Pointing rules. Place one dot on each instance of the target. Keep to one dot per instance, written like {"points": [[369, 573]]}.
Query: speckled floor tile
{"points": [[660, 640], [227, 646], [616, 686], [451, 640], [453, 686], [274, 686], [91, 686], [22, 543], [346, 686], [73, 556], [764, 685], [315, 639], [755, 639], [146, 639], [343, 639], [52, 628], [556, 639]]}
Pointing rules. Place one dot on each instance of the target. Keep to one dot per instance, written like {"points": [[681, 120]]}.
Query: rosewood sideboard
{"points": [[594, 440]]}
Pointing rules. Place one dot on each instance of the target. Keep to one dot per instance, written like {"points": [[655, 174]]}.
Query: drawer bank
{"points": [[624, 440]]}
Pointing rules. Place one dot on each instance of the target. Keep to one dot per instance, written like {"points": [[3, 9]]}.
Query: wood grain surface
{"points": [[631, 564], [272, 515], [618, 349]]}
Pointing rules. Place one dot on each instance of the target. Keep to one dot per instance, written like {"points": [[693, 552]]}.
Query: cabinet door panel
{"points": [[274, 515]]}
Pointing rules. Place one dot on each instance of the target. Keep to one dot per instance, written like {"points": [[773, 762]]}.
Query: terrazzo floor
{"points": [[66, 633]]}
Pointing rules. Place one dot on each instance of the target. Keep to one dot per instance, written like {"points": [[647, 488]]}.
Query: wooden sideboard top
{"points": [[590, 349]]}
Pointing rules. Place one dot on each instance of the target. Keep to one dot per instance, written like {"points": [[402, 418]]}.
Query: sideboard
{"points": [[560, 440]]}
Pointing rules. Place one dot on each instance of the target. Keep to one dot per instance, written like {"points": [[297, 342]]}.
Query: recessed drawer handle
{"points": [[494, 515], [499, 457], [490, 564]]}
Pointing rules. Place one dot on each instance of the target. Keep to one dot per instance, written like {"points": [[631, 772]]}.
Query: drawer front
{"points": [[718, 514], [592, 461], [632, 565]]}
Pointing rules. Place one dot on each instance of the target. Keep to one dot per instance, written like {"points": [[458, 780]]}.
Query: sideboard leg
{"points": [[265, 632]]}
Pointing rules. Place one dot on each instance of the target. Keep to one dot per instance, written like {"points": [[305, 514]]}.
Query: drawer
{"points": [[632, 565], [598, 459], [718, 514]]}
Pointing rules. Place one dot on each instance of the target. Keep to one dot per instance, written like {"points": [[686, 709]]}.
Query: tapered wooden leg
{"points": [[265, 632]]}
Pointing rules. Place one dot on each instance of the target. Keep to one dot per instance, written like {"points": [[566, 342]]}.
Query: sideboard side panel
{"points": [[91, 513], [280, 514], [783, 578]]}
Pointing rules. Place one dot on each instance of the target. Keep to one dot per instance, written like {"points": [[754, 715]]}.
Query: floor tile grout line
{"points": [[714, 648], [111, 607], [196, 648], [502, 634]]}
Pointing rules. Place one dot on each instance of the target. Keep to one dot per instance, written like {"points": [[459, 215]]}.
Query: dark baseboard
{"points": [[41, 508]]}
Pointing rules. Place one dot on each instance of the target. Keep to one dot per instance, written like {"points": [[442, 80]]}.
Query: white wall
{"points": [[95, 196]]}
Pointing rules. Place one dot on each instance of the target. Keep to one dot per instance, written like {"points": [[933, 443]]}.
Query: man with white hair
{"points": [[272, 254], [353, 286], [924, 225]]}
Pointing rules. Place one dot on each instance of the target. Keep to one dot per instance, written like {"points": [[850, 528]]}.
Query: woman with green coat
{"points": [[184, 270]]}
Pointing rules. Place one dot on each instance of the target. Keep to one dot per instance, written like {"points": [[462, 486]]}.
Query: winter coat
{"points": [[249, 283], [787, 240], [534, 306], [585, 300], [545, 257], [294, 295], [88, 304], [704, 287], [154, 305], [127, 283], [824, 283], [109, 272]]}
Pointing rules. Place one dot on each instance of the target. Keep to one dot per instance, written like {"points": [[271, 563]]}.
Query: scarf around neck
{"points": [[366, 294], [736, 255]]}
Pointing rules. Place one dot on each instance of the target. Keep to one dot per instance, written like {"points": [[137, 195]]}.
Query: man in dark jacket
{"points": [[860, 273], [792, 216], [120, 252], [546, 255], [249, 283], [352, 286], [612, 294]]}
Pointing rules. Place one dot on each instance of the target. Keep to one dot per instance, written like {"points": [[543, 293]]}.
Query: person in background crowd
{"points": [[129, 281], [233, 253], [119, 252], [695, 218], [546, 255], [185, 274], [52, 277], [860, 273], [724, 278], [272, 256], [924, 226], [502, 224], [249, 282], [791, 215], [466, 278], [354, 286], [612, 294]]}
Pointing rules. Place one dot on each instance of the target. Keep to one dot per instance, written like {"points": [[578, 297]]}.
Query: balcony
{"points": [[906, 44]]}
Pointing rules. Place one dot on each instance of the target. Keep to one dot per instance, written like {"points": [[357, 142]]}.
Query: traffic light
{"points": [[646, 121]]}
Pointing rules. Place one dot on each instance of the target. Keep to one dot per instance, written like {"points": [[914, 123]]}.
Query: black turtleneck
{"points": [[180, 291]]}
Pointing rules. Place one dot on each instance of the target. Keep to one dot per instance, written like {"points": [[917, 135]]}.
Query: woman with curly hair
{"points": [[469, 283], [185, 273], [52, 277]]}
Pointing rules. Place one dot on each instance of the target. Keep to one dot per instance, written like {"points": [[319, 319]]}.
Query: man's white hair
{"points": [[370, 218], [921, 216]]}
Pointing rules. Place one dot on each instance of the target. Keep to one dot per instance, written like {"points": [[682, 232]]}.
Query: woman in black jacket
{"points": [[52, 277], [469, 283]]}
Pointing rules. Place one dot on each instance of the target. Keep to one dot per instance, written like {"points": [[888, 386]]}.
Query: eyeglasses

--------

> **Task instructions**: Your response should consist of the data above, duplicated exactly.

> **Output for this task**:
Pointing rules. Place one dot on each instance of the target. Keep to one dot per instance, written like {"points": [[369, 573]]}.
Query: speckled floor tile
{"points": [[660, 640], [227, 646], [616, 686], [451, 640], [453, 686], [274, 686], [91, 686], [22, 543], [346, 686], [73, 556], [764, 685], [315, 639], [755, 639], [146, 639], [343, 639], [52, 628], [556, 639]]}
Pointing rules. Place one dot on each instance of the target. Keep to one dot per instance, written like {"points": [[681, 120]]}.
Query: rosewood sideboard
{"points": [[594, 440]]}
Pointing rules. Place one dot on each instance of the target. Keep to one dot per instance, written like {"points": [[655, 174]]}.
Query: drawer bank
{"points": [[624, 440]]}
Pointing rules. Place one dot on each instance of the target. Keep to one dot per instance, written like {"points": [[3, 9]]}.
Query: wood grain surface
{"points": [[631, 564], [272, 515], [618, 349]]}
Pointing rules. Place one dot on each instance of the target. Keep to one dot per instance, written like {"points": [[693, 552]]}.
Query: cabinet door panel
{"points": [[274, 515]]}
Pointing rules. Place one dot on each instance of the target. Keep to one dot per instance, written like {"points": [[773, 762]]}.
Query: terrazzo floor
{"points": [[66, 633]]}
Pointing rules. Place one dot on each instance of the target. Keep to one dot per instance, written like {"points": [[647, 488]]}.
Query: wooden sideboard top
{"points": [[590, 349]]}
Pointing rules. Place one dot on each instance of the target. Keep to one dot per instance, written like {"points": [[402, 418]]}.
Query: sideboard
{"points": [[560, 440]]}
Pointing rules. Place one dot on each instance of the target. Keep to one dot per instance, written like {"points": [[297, 342]]}.
Query: recessed drawer handle
{"points": [[494, 515], [499, 457], [490, 564]]}
Pointing rules. Place one dot on each instance of the target. Keep to one dot per instance, written like {"points": [[631, 772]]}.
Query: drawer front
{"points": [[718, 514], [592, 461], [632, 565]]}
Pointing rules. Place one dot on each instance of the target. Keep to one dot per instance, written like {"points": [[458, 780]]}.
Query: sideboard leg
{"points": [[265, 632]]}
Pointing rules. Place one dot on each instance of the target. Keep to one dot per instance, written like {"points": [[305, 514]]}.
Query: drawer
{"points": [[632, 565], [598, 459], [718, 514]]}
Pointing rules. Place one dot on each instance of the target. Keep to one dot per instance, written like {"points": [[686, 709]]}.
Query: tapered wooden leg
{"points": [[265, 632]]}
Pointing rules. Place one dot on each instance of the target. Keep to one dot per instance, written like {"points": [[566, 342]]}.
Query: sideboard side panel
{"points": [[91, 513], [280, 514], [783, 578]]}
Pointing rules. Place one dot on each instance of the target. Keep to one dot per instance, written like {"points": [[754, 715]]}.
Query: floor tile grout line
{"points": [[714, 648], [111, 607], [196, 648], [502, 634]]}
Pointing rules. Place one dot on each instance of the target. Keep to one dot per instance, written like {"points": [[459, 215]]}.
Query: dark baseboard
{"points": [[41, 508]]}
Pointing rules. Place one dot on each instance of the target. Keep to one dot per instance, written like {"points": [[442, 80]]}.
Query: white wall
{"points": [[95, 196]]}
Pointing rules. Place one dot on each instance of the target. Keep to one dot per instance, written like {"points": [[933, 443]]}.
Query: man with white hair
{"points": [[272, 254], [353, 286], [924, 225]]}
Pointing rules. Place one dot on each instance of the target. Keep to one dot per instance, written like {"points": [[850, 528]]}.
Query: woman with green coat
{"points": [[184, 270]]}
Pointing rules. Place one dot on each instance of the target. Keep to one dot per instance, written like {"points": [[462, 486]]}.
Query: winter coat
{"points": [[249, 283], [787, 240], [534, 306], [585, 300], [545, 257], [294, 295], [88, 304], [704, 287], [154, 305], [127, 283], [824, 283], [109, 272]]}
Pointing rules. Place one dot on each instance of the target. Keep to one dot per instance, written like {"points": [[271, 563]]}.
Query: scarf around neck
{"points": [[366, 294], [736, 255]]}
Pointing rules. Place one dot on each instance of the target. Keep to one dot per instance, written like {"points": [[137, 195]]}.
Query: man in dark jacket
{"points": [[860, 273], [792, 216], [120, 252], [546, 255], [249, 283], [352, 286], [612, 294]]}
Pointing rules. Place one dot on each instance of the target. Keep to one dot per instance, written like {"points": [[543, 293]]}.
Query: person in background crowd
{"points": [[129, 281], [233, 253], [119, 252], [695, 218], [546, 255], [185, 274], [52, 277], [860, 273], [724, 278], [272, 256], [924, 226], [502, 224], [249, 282], [791, 215], [466, 278], [354, 286], [612, 294]]}
Pointing rules. Place one dot on each instance of the target. Keep to one dot per instance, written like {"points": [[578, 297]]}.
Query: balcony
{"points": [[906, 44]]}
Pointing rules. Place one dot on each instance of the target. Keep to one dot per instance, written like {"points": [[357, 142]]}.
Query: traffic light
{"points": [[646, 121]]}
Pointing rules. Place one dot on each instance of the target. Keep to one dot per instance, written like {"points": [[914, 123]]}.
Query: black turtleneck
{"points": [[180, 291]]}
Pointing rules. Place one dot on each instance of the target. Keep to one dot per instance, written like {"points": [[917, 135]]}.
Query: woman with curly hair
{"points": [[469, 283], [185, 273], [52, 277]]}
Pointing rules. Place one dot on each instance of the target. Keep to one dot per instance, written like {"points": [[319, 319]]}.
Query: man's white hair
{"points": [[370, 218], [921, 216]]}
Pointing rules. Place one dot on each instance of the target. Keep to one dot per instance, written like {"points": [[682, 232]]}.
Query: woman in black jacket
{"points": [[52, 277], [469, 283]]}
Pointing rules. Place one dot on each instance of the target. Keep to one dot per instance, written like {"points": [[888, 386]]}.
Query: eyeglasses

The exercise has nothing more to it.